Region pointing data
****************************************

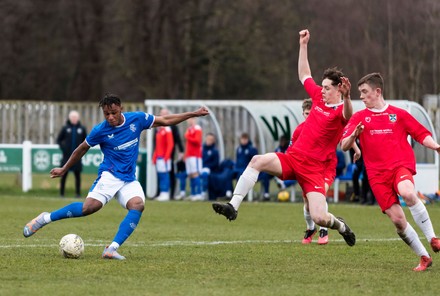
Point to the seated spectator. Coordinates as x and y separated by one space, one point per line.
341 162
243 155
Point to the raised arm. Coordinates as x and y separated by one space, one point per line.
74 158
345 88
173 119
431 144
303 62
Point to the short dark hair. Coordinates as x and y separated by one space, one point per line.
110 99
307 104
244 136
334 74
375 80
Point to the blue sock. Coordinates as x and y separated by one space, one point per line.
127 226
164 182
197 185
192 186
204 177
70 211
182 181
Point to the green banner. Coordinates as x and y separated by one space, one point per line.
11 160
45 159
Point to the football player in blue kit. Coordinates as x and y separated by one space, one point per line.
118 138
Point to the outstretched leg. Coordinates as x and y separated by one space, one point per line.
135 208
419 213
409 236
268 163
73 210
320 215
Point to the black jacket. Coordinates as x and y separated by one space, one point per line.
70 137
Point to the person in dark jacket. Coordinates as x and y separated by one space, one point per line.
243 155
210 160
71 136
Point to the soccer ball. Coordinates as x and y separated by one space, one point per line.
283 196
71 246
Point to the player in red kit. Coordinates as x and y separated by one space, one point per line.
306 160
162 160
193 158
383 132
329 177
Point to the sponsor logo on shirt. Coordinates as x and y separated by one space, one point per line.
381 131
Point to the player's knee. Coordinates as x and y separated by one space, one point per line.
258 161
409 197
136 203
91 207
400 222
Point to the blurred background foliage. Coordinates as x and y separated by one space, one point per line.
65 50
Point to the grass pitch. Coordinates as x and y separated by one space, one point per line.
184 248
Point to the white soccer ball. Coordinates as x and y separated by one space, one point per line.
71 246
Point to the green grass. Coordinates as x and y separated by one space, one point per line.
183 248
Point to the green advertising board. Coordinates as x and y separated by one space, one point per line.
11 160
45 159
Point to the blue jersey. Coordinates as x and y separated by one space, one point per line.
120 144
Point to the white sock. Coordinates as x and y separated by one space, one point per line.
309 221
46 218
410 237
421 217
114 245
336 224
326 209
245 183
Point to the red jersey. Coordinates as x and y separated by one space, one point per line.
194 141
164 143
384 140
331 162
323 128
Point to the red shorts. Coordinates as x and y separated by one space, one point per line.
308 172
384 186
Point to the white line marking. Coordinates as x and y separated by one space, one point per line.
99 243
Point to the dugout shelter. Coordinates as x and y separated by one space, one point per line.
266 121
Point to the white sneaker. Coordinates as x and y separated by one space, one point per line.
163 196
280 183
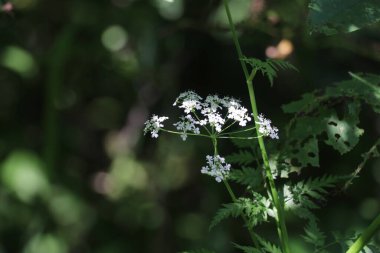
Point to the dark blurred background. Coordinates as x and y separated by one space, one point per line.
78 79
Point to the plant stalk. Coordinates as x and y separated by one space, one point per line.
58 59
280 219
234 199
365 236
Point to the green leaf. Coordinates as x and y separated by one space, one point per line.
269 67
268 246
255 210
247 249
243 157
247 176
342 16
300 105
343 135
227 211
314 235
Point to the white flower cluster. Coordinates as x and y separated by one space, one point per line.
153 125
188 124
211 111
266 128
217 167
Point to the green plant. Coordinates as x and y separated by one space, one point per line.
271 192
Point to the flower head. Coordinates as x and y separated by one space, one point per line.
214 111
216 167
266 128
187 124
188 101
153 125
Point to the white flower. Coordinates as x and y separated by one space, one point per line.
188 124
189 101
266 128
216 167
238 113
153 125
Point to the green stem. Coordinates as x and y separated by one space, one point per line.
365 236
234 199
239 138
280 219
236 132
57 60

****************************************

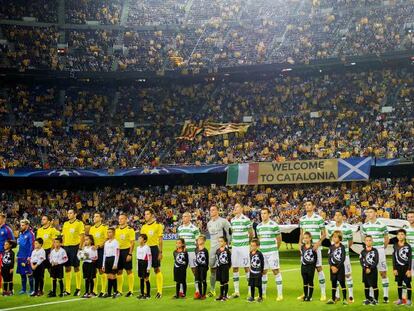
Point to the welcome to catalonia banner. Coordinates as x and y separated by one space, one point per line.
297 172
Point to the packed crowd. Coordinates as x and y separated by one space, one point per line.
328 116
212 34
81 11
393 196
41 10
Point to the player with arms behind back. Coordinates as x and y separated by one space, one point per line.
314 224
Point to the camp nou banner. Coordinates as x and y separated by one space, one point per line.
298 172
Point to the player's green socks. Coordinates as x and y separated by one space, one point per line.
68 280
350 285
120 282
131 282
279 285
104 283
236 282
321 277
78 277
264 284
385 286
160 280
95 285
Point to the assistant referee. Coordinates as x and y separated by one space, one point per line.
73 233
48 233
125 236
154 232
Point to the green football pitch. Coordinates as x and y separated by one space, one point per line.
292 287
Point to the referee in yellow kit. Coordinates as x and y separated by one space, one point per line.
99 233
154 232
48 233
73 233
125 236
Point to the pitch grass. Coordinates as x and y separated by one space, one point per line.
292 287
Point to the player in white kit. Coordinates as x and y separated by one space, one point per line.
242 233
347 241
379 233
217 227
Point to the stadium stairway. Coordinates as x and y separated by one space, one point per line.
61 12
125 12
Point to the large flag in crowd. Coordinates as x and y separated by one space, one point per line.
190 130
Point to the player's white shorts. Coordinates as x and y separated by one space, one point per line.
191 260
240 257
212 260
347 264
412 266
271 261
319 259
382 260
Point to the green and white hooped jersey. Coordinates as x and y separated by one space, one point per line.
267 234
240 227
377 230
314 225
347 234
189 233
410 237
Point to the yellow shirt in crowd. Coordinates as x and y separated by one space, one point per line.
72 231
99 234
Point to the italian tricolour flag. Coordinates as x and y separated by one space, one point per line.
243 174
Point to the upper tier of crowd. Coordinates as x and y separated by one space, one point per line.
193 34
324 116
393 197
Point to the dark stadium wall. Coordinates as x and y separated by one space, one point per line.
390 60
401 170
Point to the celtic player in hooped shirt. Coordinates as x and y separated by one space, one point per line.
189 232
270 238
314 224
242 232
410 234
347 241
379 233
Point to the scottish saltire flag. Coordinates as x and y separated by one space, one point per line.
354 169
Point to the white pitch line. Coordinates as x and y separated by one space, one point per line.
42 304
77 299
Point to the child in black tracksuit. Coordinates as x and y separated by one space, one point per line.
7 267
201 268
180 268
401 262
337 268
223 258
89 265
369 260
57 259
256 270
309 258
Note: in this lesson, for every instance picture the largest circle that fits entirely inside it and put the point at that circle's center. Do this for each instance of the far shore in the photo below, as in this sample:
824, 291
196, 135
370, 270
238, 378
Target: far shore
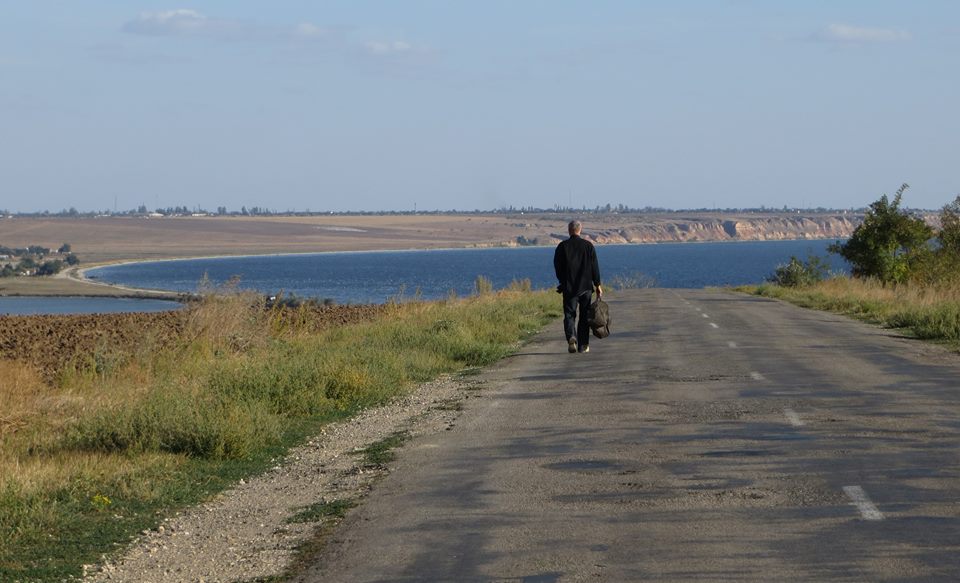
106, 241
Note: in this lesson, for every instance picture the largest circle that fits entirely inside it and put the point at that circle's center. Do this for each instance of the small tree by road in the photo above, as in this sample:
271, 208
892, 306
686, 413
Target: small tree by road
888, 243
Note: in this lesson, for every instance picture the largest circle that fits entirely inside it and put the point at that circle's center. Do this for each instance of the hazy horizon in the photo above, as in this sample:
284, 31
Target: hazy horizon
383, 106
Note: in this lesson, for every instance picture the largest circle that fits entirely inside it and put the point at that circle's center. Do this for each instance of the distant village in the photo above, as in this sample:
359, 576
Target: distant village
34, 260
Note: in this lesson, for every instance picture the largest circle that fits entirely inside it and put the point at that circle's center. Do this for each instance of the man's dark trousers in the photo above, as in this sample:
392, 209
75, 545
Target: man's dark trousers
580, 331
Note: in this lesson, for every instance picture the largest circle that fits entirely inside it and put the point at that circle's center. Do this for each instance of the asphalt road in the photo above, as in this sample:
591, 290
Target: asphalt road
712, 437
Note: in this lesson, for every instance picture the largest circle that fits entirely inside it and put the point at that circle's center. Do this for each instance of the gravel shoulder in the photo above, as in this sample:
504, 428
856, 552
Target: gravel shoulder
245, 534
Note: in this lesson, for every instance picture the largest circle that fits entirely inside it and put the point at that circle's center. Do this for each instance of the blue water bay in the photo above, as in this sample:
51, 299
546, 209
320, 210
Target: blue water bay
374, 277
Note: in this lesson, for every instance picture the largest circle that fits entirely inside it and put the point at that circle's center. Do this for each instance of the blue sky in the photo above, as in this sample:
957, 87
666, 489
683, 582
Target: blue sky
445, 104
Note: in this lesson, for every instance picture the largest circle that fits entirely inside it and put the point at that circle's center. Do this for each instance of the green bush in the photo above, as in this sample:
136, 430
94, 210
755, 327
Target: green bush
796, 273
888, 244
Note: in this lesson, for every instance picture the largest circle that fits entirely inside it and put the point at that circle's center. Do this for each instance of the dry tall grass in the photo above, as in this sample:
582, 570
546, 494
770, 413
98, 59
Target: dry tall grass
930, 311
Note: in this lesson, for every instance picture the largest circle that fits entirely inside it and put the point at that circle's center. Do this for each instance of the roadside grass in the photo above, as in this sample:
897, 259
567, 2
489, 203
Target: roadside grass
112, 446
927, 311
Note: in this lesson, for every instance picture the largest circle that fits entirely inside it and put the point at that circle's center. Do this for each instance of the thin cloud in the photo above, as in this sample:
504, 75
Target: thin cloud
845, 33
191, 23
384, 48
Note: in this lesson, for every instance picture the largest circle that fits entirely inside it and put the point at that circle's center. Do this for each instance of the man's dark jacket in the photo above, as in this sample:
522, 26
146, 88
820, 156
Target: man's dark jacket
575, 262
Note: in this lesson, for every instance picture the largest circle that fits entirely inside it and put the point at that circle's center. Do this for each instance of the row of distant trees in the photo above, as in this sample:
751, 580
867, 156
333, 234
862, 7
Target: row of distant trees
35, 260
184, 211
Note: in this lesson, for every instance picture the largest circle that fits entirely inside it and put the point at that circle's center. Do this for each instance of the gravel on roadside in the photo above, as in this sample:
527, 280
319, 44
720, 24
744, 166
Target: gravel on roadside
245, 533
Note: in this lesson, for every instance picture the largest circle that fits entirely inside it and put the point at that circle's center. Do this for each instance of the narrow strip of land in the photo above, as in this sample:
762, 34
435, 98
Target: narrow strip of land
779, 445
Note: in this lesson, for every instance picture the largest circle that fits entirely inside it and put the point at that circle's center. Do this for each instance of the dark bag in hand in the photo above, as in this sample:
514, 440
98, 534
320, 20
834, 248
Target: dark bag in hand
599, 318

****************************************

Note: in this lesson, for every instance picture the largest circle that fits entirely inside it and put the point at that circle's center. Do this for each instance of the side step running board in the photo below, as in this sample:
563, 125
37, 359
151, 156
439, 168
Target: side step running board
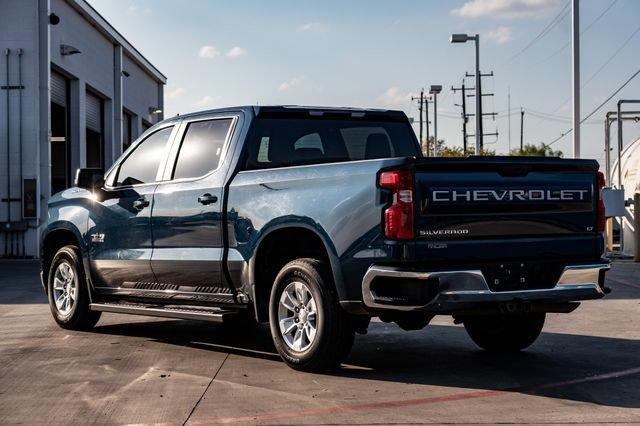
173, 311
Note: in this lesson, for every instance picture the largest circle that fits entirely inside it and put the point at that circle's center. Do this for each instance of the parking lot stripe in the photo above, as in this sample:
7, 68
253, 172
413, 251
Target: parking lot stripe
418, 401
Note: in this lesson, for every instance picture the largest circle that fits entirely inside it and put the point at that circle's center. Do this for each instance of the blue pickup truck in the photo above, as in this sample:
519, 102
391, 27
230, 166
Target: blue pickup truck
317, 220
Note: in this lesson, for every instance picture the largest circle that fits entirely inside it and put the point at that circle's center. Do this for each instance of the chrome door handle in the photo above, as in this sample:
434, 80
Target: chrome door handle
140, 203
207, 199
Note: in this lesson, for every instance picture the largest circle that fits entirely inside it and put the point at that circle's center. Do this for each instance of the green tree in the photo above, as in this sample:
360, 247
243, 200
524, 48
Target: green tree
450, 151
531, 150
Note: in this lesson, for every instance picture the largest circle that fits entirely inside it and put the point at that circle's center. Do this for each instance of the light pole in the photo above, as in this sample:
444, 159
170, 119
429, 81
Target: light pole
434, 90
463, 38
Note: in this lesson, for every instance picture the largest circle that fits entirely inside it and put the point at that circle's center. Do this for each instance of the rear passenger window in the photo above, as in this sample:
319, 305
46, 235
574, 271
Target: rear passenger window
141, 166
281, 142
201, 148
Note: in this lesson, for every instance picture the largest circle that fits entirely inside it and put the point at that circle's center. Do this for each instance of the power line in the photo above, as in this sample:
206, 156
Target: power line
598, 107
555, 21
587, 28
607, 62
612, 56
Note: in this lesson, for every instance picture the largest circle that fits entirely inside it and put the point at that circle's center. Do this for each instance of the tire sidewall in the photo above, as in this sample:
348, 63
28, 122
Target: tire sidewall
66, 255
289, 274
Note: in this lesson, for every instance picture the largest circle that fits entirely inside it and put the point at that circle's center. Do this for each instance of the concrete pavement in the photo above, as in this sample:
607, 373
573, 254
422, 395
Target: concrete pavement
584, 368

****************************************

The task
An answer is complete only when it holds every line above containing the string "below".

Answer space
Note: in this lesson, for every instance picture the largest circle that fits entirely inside it and put the point at that circle's center. Do this for each instance of the far shore in the photo below, as in this sample:
Note: in this lesson, for every instance picture the largest circle that fits entirely inside it and put the point at that circle's center. Do this for each instance of the side step running board in the photo below, as in this sample:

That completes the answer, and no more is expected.